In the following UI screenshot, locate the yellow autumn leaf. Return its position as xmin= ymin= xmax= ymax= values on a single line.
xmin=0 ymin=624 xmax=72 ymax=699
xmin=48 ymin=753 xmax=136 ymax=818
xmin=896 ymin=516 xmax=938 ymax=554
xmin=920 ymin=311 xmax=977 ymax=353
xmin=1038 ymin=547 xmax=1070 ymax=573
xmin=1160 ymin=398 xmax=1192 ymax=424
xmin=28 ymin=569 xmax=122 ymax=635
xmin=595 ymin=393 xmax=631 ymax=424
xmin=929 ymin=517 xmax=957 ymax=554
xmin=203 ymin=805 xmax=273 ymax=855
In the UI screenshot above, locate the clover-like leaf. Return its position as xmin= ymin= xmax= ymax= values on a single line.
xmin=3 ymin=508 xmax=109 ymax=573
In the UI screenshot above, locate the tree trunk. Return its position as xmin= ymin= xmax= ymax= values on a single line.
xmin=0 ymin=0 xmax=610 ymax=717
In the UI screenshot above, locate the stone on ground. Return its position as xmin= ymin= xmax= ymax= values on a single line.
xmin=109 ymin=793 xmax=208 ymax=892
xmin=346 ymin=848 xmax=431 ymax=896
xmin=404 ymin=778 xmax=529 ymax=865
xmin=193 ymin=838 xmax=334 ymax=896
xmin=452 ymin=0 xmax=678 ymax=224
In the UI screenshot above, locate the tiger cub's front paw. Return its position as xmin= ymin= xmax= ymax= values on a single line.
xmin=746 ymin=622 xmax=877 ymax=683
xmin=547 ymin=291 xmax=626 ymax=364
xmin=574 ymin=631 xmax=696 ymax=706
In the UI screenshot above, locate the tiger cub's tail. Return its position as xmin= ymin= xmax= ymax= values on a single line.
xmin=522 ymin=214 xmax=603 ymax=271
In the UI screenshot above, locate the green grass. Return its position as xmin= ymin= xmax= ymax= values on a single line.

§

Rewrite the rows above as a numbered list, leaving out any blank lines.

1. In the following UI screenshot, locate the yellow autumn leaf. Return its position as xmin= ymin= xmax= ymax= values on a single line.
2. xmin=0 ymin=624 xmax=72 ymax=699
3. xmin=48 ymin=753 xmax=136 ymax=818
4. xmin=896 ymin=516 xmax=938 ymax=554
5. xmin=920 ymin=311 xmax=977 ymax=353
6. xmin=1038 ymin=547 xmax=1070 ymax=573
7. xmin=1160 ymin=398 xmax=1192 ymax=424
8. xmin=28 ymin=569 xmax=122 ymax=635
9. xmin=595 ymin=393 xmax=631 ymax=424
10. xmin=929 ymin=517 xmax=957 ymax=554
11. xmin=203 ymin=805 xmax=273 ymax=855
12. In the UI screenshot above, locate the clover-like leaf. Return its position as xmin= ymin= xmax= ymax= values on a single line.
13. xmin=3 ymin=508 xmax=109 ymax=573
14. In the UI screenshot above, locate the tree trunk. Return its position as xmin= ymin= xmax= ymax= values on a single line.
15. xmin=0 ymin=0 xmax=610 ymax=717
16. In the UI screenshot above, locate the stone on ground. Return its position as xmin= ymin= xmax= ymax= values on a single line.
17. xmin=109 ymin=793 xmax=208 ymax=892
18. xmin=346 ymin=848 xmax=431 ymax=896
19. xmin=404 ymin=778 xmax=529 ymax=865
20. xmin=193 ymin=838 xmax=334 ymax=896
21. xmin=452 ymin=0 xmax=678 ymax=224
22. In the UI screenshot above, locate the tiger cub's front paw. Return its position as xmin= ymin= xmax= ymax= values on a single line.
23. xmin=746 ymin=622 xmax=877 ymax=683
24. xmin=547 ymin=291 xmax=626 ymax=364
25. xmin=574 ymin=631 xmax=696 ymax=706
26. In the UI screenshot above, locate the tiger cub's tail. Return its position as xmin= ymin= xmax= ymax= values on a single line.
27. xmin=522 ymin=214 xmax=603 ymax=271
28. In the UI screenshot above, locate the green grass. Return its position as xmin= ymin= xmax= ymax= values on a single line.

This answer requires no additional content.